== What to produce ==
For the listing below, output exactly the lines from the line with "Attention annotators: the target object for this HIT is lower" up to and including the line with "shadow on grass.", and no other lines.

---

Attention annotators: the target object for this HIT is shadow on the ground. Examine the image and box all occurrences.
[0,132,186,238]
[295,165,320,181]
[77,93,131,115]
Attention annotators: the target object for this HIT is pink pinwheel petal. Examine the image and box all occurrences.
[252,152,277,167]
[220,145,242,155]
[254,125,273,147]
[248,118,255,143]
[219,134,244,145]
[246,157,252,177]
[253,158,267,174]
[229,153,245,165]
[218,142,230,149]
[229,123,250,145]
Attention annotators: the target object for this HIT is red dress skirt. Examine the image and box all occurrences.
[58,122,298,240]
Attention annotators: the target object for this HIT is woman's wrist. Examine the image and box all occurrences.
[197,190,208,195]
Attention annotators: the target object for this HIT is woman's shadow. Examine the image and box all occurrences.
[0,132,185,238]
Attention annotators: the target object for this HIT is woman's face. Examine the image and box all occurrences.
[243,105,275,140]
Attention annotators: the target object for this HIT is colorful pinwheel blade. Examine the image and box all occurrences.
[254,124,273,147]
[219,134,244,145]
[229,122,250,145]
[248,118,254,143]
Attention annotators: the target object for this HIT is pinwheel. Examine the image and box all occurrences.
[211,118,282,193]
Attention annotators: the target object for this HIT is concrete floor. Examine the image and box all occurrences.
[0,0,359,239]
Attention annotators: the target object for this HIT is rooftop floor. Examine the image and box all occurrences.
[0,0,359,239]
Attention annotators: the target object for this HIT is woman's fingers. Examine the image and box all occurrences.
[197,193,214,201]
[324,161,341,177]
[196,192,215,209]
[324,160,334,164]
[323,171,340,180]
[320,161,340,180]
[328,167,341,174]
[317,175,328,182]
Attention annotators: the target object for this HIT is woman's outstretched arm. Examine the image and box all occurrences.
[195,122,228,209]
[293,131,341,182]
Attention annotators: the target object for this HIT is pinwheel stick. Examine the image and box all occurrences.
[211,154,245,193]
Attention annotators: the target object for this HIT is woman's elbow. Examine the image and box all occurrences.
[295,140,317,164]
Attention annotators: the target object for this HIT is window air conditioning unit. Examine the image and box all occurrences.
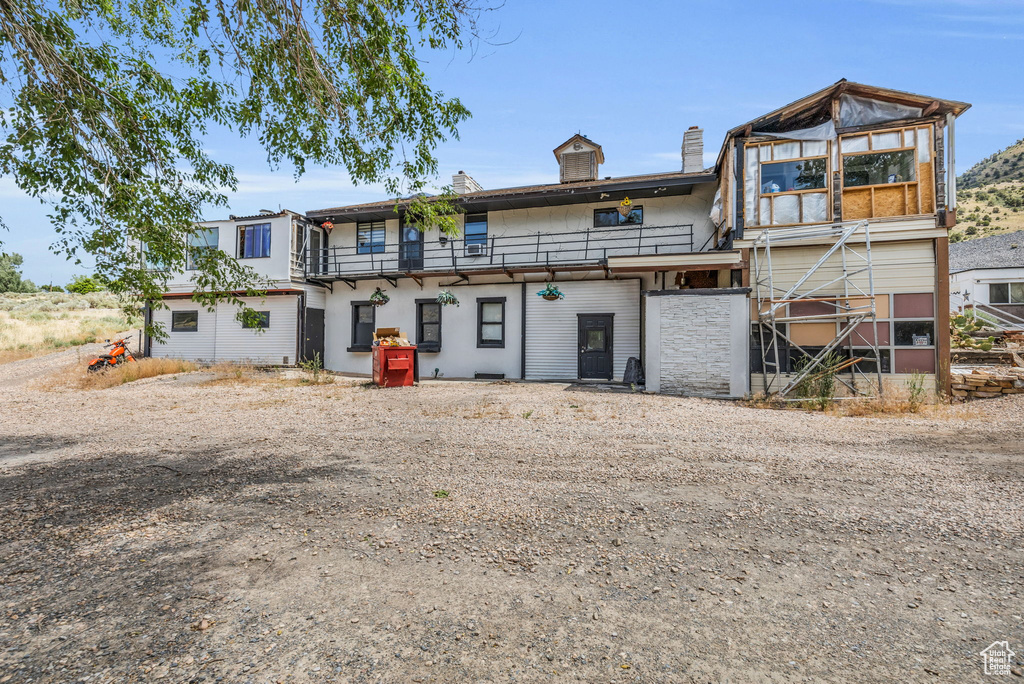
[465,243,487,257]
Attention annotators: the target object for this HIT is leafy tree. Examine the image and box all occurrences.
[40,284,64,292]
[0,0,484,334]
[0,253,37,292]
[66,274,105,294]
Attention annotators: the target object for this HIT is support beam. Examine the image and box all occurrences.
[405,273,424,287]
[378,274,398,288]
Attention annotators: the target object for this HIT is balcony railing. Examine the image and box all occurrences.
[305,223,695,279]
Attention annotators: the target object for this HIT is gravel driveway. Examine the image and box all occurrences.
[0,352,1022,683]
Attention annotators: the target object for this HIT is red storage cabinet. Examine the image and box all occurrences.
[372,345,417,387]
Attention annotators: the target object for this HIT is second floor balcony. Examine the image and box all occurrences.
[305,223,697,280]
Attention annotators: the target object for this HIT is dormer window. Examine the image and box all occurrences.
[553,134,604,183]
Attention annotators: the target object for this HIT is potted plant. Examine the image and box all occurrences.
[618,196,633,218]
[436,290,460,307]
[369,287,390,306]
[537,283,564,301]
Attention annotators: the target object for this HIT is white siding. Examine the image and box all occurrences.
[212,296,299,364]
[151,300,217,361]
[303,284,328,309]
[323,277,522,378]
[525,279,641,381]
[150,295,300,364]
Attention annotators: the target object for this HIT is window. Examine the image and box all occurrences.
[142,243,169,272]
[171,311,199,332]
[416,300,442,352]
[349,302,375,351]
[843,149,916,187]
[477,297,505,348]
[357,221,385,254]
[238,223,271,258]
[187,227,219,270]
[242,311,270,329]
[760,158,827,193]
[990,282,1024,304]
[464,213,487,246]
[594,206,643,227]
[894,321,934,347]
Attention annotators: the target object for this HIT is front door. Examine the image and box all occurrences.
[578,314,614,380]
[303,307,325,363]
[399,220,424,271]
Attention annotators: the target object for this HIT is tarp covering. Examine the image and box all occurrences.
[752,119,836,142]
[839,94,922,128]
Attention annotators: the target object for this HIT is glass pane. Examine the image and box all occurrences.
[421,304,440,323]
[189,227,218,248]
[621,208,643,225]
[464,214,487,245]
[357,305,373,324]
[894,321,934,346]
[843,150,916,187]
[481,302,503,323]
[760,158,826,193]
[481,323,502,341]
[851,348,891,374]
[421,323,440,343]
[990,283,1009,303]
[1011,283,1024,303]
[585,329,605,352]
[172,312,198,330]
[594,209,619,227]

---

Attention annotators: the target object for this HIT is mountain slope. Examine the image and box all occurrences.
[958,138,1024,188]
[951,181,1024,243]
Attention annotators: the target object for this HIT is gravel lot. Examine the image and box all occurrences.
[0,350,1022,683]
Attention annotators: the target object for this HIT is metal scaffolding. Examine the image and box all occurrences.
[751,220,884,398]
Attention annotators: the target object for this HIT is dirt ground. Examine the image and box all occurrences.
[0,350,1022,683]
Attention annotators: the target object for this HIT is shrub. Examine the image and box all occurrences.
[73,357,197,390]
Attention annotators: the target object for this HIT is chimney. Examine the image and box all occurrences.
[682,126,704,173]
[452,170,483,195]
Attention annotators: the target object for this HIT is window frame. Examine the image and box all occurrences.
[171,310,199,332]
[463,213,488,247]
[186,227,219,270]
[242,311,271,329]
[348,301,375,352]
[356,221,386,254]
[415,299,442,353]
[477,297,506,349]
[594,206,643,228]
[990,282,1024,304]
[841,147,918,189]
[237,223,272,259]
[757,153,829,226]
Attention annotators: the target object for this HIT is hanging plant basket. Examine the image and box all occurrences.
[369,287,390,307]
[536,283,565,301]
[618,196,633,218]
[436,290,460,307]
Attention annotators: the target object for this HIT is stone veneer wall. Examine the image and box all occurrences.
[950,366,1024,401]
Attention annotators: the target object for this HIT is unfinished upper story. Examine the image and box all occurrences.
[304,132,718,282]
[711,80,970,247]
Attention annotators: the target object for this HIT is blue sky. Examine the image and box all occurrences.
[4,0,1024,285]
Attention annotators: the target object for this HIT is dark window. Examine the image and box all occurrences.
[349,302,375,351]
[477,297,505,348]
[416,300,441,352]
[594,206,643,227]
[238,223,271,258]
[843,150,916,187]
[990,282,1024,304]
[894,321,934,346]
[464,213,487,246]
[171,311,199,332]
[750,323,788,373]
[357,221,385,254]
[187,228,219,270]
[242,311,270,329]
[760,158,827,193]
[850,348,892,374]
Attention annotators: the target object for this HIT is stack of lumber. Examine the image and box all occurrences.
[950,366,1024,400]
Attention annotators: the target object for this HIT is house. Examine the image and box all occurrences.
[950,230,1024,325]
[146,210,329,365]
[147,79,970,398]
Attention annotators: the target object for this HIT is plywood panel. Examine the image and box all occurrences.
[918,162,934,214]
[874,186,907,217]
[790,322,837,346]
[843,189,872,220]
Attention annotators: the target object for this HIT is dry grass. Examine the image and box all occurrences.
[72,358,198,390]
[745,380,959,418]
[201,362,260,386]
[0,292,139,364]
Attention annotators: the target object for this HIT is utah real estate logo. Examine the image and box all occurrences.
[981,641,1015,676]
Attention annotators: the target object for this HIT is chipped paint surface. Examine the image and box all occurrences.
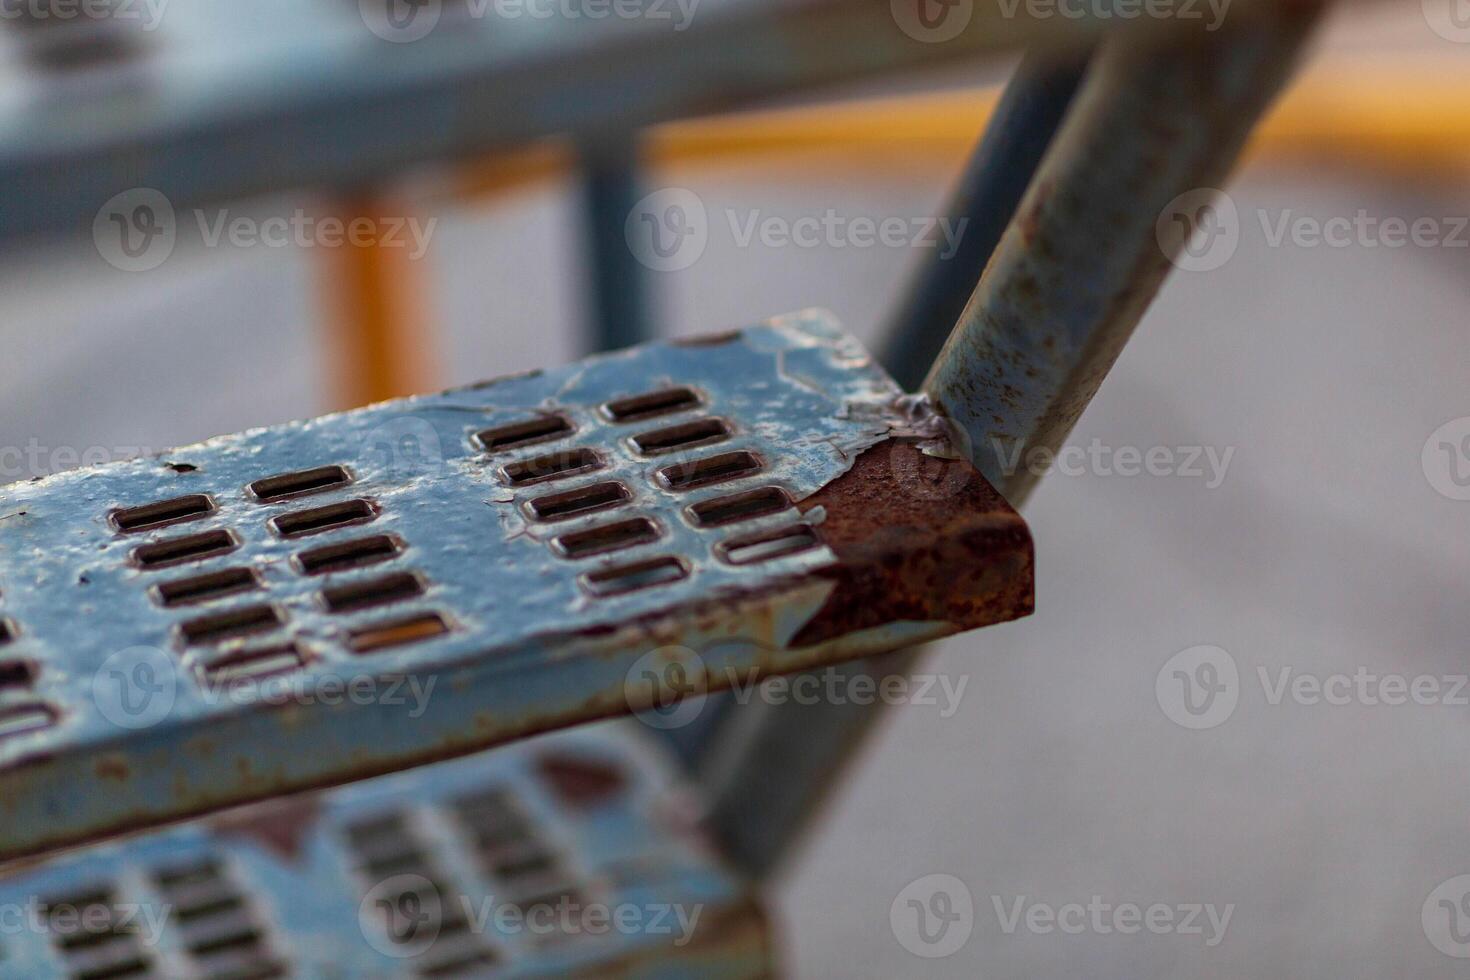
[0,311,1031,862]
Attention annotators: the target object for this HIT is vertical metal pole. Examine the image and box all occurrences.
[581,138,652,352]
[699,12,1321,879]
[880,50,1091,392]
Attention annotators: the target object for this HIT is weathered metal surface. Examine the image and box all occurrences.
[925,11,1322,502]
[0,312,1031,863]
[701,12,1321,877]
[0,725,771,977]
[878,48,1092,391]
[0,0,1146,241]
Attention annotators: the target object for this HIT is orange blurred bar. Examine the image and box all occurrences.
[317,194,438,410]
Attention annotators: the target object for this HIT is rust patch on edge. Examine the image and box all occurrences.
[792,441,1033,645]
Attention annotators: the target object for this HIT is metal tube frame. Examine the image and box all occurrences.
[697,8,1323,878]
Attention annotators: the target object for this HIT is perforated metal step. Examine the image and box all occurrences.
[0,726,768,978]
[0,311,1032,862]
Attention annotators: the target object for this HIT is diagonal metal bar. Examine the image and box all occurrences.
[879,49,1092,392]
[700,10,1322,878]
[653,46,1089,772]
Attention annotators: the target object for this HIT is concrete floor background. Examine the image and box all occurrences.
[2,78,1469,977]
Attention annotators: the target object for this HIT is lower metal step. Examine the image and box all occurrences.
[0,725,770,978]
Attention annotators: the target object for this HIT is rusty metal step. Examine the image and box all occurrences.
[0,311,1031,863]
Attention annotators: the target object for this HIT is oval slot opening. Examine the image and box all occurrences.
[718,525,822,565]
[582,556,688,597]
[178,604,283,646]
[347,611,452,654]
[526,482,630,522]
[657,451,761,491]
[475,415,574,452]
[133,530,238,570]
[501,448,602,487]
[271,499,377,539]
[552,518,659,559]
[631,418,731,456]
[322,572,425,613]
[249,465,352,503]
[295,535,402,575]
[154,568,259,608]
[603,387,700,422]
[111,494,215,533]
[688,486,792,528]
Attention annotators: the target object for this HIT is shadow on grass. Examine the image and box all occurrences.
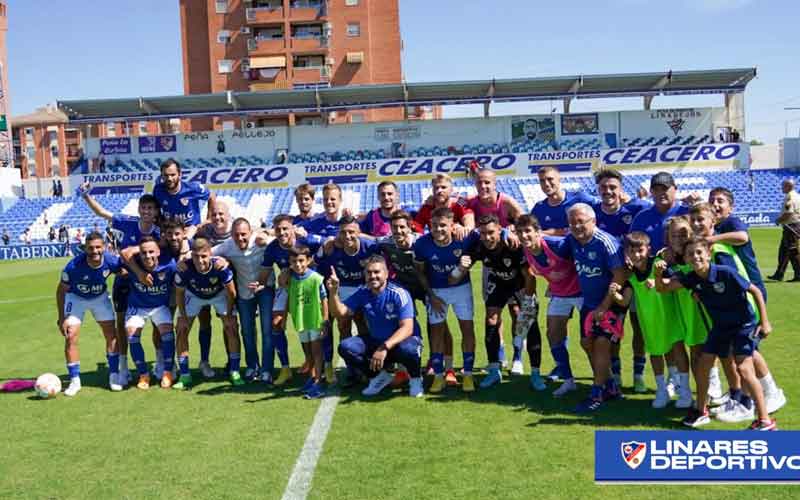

---

== Task response ==
Attention annotators: the target object for this HIT is lower metal step. Examine the image and box all occurrences.
[0,725,770,978]
Attention annotators: the target object for this HIT is rusty metal step. Examine the image and box all occurrences.
[0,311,1031,863]
Attention annotators: the target object for this HIT is oval slot opening. Examine the image and box all occurrences.
[718,525,822,565]
[582,556,688,597]
[178,604,283,646]
[347,611,452,654]
[526,482,630,522]
[657,451,761,491]
[475,415,574,452]
[133,530,238,570]
[501,448,602,487]
[271,499,377,539]
[552,518,659,559]
[631,418,731,456]
[322,572,425,613]
[249,465,352,503]
[295,535,402,575]
[154,568,259,608]
[603,387,700,422]
[111,494,215,533]
[688,486,792,528]
Attention annotators: the target object for this HIT is shadow on grass. Examine the image and box all occurrences.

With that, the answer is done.